Requirement 1 => In the notes on AI guardrails, what is the correct benchmark for a defense?
Requirement 2 => Carry on writing the notes on AI guardrails from the point where they stop.

Passage for review =>
++++++++++++++++++++

Adversarial robustness. Resistance to adversarial inputs. Continuous property, measured in terms of the proportion of attack attempts blocked. A meaningful measure requires sampling from a statistically significant portion of the infinite attack space — currently impossible.
Adaptive attacker. An attacker who can observe partial outcomes and iteratively refine their attack. Humans are adaptive attackers; automated RL-based systems are weaker adaptive attackers. The correct benchmark for a defence is how it performs against human adaptive attackers.
CBRN. Chemical, biological, radiological, nuclear (and explosive) — the harm category taxonomy used in advanced red teaming competitions. Represents worst-case uplift scenarios.
The two industry failures
Automated red teaming: works too well [§ The guardrails problem]
Every transformer-based or transformer-adjacent system can be broken by automated red teamers. This is always true. It means the results of a third-party red team audit are not informative about your system’s unusual risk — they inform you that you have the same properties as every other system. Selling the audit → selling the guardrail is a product funnel, not a security solution.
Guardrails: work too poorly [§ Why guardrails fail]
Three independent failure modes:
- Infinite attack space. 10^(1,000,000) possible prompts for a GPT-5-class model. “99% effective” is an unmeasurable claim; there are effectively infinite uncovered attacks regardless.

++++++++++++++++++++

Data provided =>
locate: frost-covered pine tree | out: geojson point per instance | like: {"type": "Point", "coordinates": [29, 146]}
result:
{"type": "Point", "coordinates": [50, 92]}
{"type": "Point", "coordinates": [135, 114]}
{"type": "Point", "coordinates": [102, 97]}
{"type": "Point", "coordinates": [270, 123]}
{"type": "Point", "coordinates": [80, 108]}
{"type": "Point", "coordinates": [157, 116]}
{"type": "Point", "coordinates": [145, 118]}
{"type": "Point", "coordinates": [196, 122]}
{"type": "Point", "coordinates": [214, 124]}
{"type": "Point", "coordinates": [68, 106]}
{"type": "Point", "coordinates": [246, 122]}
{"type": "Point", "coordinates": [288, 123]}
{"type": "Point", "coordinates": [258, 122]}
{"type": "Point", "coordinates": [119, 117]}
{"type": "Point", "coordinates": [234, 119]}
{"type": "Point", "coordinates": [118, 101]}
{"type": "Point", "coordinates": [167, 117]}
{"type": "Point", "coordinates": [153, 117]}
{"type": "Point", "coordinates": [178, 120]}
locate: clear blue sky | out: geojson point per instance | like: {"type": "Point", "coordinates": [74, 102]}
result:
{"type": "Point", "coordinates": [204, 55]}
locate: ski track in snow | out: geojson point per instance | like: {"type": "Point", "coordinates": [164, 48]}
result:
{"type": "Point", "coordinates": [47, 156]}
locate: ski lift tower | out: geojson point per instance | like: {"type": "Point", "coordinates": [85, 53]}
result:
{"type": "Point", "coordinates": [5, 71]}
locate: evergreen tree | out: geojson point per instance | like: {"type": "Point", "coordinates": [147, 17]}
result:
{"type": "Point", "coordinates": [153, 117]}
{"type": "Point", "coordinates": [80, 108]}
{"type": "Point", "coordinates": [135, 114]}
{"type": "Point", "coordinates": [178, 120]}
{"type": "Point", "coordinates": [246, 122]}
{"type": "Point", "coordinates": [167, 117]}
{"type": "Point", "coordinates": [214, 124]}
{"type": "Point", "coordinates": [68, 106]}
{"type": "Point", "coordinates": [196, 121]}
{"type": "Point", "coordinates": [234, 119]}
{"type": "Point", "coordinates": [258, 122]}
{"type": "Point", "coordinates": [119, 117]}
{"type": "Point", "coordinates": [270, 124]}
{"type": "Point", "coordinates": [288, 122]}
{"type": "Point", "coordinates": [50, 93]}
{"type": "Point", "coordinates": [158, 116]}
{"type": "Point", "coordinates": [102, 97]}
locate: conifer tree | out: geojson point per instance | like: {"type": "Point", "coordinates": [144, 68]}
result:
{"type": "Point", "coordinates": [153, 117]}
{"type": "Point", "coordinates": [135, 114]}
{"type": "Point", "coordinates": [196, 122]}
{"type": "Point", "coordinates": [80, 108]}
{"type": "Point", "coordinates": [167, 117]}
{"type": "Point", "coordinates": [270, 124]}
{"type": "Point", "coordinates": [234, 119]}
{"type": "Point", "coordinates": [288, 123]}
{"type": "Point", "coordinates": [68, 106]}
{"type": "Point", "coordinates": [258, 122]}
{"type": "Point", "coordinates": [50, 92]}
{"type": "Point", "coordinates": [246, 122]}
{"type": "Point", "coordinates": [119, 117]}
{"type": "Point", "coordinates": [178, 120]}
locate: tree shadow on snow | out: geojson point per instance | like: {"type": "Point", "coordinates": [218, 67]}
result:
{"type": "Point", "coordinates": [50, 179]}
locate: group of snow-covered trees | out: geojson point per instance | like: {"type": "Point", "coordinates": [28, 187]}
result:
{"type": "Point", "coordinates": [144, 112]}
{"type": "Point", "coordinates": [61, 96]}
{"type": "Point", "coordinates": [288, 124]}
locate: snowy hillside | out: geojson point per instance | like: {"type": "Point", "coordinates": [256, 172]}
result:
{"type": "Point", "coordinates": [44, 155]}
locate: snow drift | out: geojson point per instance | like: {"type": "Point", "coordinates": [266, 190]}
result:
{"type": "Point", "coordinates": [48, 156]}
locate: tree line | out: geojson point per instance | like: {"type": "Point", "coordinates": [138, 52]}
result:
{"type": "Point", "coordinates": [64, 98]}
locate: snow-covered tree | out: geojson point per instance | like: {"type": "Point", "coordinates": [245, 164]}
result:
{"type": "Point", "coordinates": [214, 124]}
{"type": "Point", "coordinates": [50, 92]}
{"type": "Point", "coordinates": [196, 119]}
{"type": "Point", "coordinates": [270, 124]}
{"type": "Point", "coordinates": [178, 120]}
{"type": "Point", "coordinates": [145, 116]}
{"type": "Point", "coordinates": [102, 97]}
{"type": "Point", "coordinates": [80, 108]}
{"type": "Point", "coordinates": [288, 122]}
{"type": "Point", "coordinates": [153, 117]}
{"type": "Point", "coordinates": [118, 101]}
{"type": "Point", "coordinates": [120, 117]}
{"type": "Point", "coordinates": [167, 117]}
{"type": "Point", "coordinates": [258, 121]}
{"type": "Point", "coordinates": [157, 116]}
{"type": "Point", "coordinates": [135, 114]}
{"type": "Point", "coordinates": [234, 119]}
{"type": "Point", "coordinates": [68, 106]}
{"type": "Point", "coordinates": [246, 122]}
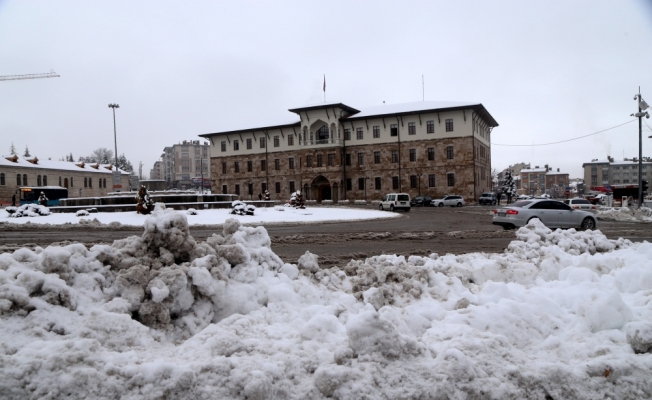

++++++++++++++++++++

Answer section 1 => How it performs against human adaptive attackers.

Answer section 2 =>
- Human attackers beat all defences. Joint research with OpenAI, Google DeepMind, Anthropic: 100% success rate for human attackers across all guardrails in 10–30 attempts. Automated attackers also eventually succeed.
- Intelligence gap. Encoding circumvents lighter guardrail while succeeding against capable main model.
None of these failures are fixable without solving adversarial robustness — an open research problem across the entire field.
What good architecture looks like
The threat model [§ Concrete advice]
For agents: the threat is not “bad output” but “bad action.” Enumerate every capability the agent has. Each capability is an attack surface. The question is not “what could it say?” but “what could a maximally motivated attacker make it do?”
Schulhoff’s heuristic: “imagine this agent as an angry god that wants to cause maximum harm — how do you contain it?” [§ Concrete advice]
Tiered response [§ When to worry]
| Deployment type | Risk | Recommendation |
|---|---|---|
| Chatbot, no tool access, user-only data | Low | Standard hygiene only; no AI-specific investment |
| Agent with read-only tool access | Medium | Classical data permissions; confirm scope boundaries |
| Agent with write access, multi-user data | High | Least-privilege from scratch; human review at action boundaries; classical cybersecurity audit |
The hybrid skill [§ Skill investment]
The gap is not “AI knowledge” or “security knowledge” — it is the person who understands both the AI model (why encoding bypasses a guardrail) and the classical security model (why least-privilege matters). This hybrid skill is currently rare; investing in it is more valuable than buying guardrail products.